[Start of Attachment]
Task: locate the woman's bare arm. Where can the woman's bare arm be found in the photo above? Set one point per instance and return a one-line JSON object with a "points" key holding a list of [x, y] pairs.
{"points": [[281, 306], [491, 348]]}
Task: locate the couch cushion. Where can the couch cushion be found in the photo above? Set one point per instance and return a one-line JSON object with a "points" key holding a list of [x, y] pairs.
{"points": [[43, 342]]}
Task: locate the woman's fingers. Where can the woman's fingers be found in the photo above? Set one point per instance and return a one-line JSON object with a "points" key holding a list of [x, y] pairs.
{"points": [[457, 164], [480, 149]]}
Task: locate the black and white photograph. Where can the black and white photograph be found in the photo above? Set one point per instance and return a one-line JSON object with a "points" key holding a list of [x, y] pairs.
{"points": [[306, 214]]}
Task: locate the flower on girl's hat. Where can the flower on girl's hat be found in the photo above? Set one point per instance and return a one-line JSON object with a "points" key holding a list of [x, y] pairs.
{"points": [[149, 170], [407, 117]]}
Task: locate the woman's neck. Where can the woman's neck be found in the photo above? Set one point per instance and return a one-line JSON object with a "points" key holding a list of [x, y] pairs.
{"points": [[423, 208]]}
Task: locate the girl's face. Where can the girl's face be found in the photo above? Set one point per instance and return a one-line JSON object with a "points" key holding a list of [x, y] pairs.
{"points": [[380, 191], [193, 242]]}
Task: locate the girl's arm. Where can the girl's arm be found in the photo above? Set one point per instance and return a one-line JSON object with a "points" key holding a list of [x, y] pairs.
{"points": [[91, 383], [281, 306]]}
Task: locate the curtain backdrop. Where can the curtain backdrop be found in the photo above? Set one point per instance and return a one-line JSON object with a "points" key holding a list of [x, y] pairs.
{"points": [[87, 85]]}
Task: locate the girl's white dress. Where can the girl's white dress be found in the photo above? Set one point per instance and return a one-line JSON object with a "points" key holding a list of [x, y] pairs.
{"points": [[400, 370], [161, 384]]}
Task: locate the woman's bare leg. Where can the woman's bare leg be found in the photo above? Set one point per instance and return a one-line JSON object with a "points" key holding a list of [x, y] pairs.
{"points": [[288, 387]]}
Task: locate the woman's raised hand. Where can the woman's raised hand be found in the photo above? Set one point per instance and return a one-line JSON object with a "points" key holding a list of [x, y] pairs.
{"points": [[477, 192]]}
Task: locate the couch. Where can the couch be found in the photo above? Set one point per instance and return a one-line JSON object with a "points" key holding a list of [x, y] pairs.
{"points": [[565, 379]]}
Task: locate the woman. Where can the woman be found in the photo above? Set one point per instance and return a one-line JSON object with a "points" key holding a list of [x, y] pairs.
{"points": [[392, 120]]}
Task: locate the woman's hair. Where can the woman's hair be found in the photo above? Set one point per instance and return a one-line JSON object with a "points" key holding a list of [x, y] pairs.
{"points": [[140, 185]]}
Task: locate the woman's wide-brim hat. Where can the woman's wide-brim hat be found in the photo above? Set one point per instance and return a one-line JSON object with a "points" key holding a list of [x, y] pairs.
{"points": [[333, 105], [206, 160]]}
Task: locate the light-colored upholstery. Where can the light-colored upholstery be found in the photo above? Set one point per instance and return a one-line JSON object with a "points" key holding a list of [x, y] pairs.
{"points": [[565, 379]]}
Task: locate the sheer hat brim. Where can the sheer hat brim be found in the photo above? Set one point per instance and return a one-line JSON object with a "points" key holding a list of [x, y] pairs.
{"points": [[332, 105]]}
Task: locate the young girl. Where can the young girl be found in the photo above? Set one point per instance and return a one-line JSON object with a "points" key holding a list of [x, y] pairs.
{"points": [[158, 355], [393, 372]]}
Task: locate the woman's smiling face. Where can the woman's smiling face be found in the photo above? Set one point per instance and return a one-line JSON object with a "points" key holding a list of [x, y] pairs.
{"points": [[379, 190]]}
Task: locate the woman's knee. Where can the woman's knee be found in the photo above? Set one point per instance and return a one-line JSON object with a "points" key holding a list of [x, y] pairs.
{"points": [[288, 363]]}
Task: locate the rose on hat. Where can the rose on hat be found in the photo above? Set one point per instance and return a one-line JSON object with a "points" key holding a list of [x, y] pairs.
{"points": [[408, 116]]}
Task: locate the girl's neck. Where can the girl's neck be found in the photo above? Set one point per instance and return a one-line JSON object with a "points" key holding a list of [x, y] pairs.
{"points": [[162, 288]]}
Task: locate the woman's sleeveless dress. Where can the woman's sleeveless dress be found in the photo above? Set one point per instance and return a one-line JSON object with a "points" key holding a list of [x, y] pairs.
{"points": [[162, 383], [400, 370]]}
[End of Attachment]
Task statement:
The data above should be output exactly, with each line intact.

Written response:
Task: locate the woman's bare arm. Where can the woman's bare arm be found in the photo above? Set one point per instance and return a one-line JSON object with a "points" key holding a list of [x, y] pairs.
{"points": [[281, 306], [491, 348]]}
Task: locate the couch cushion. Where can the couch cushion be found in the photo above? Set one point per instance and return a one-line JSON object with a "points" key holding a list of [x, y] pairs.
{"points": [[43, 342]]}
Task: locate the woman's fingers. Where can the woman's fingers be found in the photo above? Set one point per instance and return a one-line JSON object with a "points" key holding a list of [x, y] pairs.
{"points": [[457, 164], [480, 149]]}
Task: locate the black and white photograph. Where can the black and white photograph be found in the photo above? Set one point per instance and return a one-line JSON object with a "points" key holding a list of [x, y] pairs.
{"points": [[306, 214]]}
Task: locate the flower on girl's hat. Where can the flower on girl's hat be found in the photo above? Set one point per instance and return a one-line JSON object with a "points" key holding a list of [x, y] pairs.
{"points": [[149, 170], [407, 117]]}
Task: locate the woman's neck. Where can the woman's neck be found in the photo above? Set one point per instance and return a one-line JSON object with a "points" key holding a list of [x, y] pairs.
{"points": [[423, 208]]}
Task: locate the girl's face. Where can the girl's face be found in the photo above? Set one point per instance and return a one-line JSON object with a "points" key holding a list of [x, y] pairs.
{"points": [[380, 191], [193, 242]]}
Task: locate the girl's arm. Where can the girl's arm be found in the photo above? Set one point per instance and return a one-line JSON object with a "points" key holding a list of [x, y] pairs.
{"points": [[91, 383], [281, 306]]}
Task: locate the curtain backdrop. Where can the curtain backdrop be found in the photo above? Set one point per instance and return a one-line JSON object with a "points" key holding a list of [x, y] pairs.
{"points": [[87, 85]]}
Task: locate the girl's white dress. Where can the girl's white dress be found in the photo above? Set one point per instance and return a one-line JSON object with a "points" key holding a list of [x, y] pairs.
{"points": [[400, 370], [161, 384]]}
Task: locate the woman's bare leg. Where can the woman's bare leg be found in the photo above? Set one point per instance and return a one-line JSON object with a "points" key holding a list of [x, y] pairs.
{"points": [[288, 387]]}
Task: locate the woman's raised hand. Where can the woman's raised hand be found in the photo above? Set one point per instance and return a one-line JSON object with a "points" key holding a list of [x, y] pairs.
{"points": [[477, 192]]}
Task: locate the couch. Where can the couch be found in the photo above? Set one point per instance and return a one-line JSON object with a "points" key holding a list of [x, y] pairs.
{"points": [[565, 379]]}
Task: locate the woman. Where can the woman be found in the photo above? Set one point per instance and return a one-line JSON object with a "points" key holding a list of [x, y] pairs.
{"points": [[392, 120]]}
Task: locate the woman's hair. Where can the woman's hair be found in the photo above? Set one point per instance and return a one-line JSON object with a "points" key holding a list of [x, y] pairs.
{"points": [[140, 185]]}
Task: locate the woman's wide-brim hat. Where can the woman's wide-brim hat be found in the photo above? Set one point per instance and return a one-line JSON object with a "points" key holding a list of [x, y] pairs.
{"points": [[333, 105], [206, 160]]}
Task: locate the light-colored upholstery. Where can the light-colored upholstery be found in the photo above? Set one point per instance and return a one-line JSON object with a "points" key holding a list of [x, y] pairs.
{"points": [[565, 379]]}
Task: locate the sheer hat brim. Where can the sheer hat brim be found in the photo above? Set one point per instance and return a one-line JSON object with a "points" key holding a list of [x, y] pairs.
{"points": [[332, 105]]}
Task: locate the young girl. Where can the young girl be found in the photo above? Set one point per instance and return a one-line JSON object with a "points" key holding a list of [x, y] pairs.
{"points": [[158, 355], [393, 372]]}
Task: locate the woman's smiling face. Where can the woman's smiling face be found in the photo above? Set one point per instance and return a one-line JSON object with a "points" key holding a list of [x, y] pairs.
{"points": [[379, 190]]}
Task: locate the woman's knee. Where can the woman's knee be found in the photo above? Set one point per instance and return a one-line JSON object with a "points" key holding a list of [x, y] pairs.
{"points": [[288, 363]]}
Task: locate the rose on hat. Where can the rose on hat be found in the photo above? Set one point per instance and return a one-line JSON object with a "points" key holding a list of [x, y] pairs.
{"points": [[408, 116]]}
Task: locate the girl's neck. Where can the girl's neck be found in the photo above? Set one point per instance and return a one-line JSON object with a "points" key holding a list of [x, y] pairs.
{"points": [[162, 288]]}
Task: locate the woman's sleeveless dress. Where can the woman's sleeveless dress be found in the photo above? Set one point per instance and return a one-line JSON object with a "points" key holding a list of [x, y] pairs.
{"points": [[162, 383], [400, 370]]}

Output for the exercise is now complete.